## REQUIREMENTS
Identify every row below that contains the string "black" and copy each one unchanged.

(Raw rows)

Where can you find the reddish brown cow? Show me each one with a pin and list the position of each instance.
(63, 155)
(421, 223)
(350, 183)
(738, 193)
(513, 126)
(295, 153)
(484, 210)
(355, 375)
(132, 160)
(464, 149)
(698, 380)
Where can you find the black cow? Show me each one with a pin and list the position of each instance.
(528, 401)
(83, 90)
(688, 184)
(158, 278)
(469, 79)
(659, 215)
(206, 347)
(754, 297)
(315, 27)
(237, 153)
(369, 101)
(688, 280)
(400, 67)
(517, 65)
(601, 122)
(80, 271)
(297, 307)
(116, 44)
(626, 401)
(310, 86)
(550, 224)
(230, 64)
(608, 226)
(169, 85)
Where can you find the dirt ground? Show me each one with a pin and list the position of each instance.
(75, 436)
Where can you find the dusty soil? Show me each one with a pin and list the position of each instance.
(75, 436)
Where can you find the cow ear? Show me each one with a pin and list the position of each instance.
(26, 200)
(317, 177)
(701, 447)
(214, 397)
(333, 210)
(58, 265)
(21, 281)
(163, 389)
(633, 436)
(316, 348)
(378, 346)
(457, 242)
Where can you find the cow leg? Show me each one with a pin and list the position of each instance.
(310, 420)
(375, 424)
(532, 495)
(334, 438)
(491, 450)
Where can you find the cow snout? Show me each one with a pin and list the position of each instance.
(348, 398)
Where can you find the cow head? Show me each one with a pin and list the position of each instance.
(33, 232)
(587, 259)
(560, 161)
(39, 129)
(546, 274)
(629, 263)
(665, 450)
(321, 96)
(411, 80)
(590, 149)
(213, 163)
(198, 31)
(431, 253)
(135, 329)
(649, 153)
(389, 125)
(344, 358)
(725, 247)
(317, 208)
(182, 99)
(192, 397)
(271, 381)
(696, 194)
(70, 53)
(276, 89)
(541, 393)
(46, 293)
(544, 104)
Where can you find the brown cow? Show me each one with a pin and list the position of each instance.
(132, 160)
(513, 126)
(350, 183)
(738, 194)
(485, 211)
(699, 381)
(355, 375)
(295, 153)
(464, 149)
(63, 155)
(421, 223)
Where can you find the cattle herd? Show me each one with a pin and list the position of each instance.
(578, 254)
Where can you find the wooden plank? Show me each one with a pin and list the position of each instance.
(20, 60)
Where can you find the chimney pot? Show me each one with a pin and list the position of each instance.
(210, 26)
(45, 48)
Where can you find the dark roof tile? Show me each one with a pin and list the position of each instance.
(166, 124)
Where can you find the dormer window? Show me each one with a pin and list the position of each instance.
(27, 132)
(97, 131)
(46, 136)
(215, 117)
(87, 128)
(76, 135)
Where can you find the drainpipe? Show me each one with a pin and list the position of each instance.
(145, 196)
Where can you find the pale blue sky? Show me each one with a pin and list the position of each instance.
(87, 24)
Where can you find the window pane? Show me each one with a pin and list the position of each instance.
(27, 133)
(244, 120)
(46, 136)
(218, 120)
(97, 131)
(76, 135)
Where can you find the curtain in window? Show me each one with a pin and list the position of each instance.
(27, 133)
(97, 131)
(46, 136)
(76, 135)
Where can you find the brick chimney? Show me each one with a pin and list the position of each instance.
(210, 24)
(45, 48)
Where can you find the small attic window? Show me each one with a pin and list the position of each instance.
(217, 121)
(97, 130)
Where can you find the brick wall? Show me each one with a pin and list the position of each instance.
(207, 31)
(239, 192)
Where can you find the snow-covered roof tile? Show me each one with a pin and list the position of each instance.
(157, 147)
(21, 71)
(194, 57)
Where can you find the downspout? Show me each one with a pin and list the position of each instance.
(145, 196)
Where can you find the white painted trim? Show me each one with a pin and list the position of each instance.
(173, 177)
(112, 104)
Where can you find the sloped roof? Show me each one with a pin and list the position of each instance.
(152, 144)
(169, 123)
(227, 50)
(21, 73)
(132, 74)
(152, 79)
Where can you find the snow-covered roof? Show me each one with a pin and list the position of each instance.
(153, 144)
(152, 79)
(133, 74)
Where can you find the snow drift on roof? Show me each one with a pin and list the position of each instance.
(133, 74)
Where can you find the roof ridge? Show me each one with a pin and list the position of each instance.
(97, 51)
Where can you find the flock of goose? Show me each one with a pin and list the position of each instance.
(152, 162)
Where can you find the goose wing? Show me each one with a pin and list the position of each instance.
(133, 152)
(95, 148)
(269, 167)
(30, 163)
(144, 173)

* * *

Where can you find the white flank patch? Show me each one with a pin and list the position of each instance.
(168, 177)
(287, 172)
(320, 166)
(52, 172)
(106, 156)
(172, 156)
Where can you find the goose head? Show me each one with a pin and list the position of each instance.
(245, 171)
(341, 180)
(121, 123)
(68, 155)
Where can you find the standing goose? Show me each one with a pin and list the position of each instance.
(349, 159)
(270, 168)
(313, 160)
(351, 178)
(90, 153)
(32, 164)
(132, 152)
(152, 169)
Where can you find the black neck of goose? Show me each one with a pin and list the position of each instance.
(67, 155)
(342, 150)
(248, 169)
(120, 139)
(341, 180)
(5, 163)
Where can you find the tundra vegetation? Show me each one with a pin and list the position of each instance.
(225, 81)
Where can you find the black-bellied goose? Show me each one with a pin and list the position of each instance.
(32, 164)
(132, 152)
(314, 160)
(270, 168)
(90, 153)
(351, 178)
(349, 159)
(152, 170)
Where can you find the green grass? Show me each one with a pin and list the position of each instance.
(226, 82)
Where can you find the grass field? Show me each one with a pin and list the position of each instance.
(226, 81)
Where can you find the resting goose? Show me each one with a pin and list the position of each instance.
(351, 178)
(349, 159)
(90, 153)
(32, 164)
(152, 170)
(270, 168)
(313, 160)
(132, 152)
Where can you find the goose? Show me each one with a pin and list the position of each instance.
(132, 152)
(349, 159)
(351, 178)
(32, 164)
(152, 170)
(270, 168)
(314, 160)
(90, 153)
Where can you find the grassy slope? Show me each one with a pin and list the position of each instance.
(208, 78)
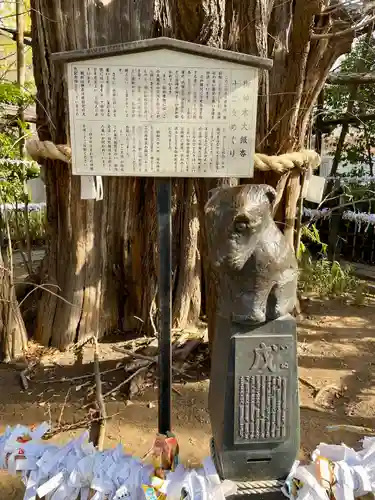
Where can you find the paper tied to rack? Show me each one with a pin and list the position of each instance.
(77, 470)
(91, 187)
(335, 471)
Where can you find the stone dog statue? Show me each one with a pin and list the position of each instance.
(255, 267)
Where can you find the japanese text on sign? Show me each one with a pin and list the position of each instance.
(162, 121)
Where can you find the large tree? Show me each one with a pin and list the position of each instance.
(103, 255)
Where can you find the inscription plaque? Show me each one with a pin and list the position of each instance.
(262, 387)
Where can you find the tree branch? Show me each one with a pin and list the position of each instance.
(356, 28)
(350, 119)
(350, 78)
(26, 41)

--

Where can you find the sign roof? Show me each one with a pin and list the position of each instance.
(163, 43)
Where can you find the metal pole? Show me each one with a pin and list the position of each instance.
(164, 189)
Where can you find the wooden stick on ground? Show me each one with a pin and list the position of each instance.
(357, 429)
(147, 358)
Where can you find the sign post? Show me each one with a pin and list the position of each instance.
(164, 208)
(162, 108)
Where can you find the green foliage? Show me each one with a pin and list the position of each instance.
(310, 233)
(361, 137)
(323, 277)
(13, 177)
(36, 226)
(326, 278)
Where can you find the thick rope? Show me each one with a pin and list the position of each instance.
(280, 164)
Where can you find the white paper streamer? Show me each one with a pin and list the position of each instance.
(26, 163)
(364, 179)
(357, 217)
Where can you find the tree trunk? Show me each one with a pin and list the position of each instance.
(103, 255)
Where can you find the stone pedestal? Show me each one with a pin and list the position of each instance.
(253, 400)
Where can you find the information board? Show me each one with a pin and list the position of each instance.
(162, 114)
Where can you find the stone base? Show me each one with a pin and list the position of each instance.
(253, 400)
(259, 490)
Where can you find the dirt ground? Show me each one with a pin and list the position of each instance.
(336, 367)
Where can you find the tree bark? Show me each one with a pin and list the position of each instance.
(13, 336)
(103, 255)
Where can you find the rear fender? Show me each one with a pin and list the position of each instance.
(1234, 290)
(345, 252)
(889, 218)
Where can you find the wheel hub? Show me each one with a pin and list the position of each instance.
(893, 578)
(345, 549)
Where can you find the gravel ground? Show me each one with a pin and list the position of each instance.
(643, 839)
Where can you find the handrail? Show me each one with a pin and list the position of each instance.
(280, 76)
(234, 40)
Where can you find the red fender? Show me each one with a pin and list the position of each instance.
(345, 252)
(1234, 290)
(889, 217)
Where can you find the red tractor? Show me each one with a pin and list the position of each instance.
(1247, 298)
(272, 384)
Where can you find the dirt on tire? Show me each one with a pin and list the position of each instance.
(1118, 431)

## TASK OUTPUT
Where can you find the black cow? Show me each one with a pin and list the position of each instance.
Where can you find the black neck of goose? Show me each one with a pin and list the position of each instance.
Where can you find the black-bellied goose? Show me each one with a pin and list the position of each instance.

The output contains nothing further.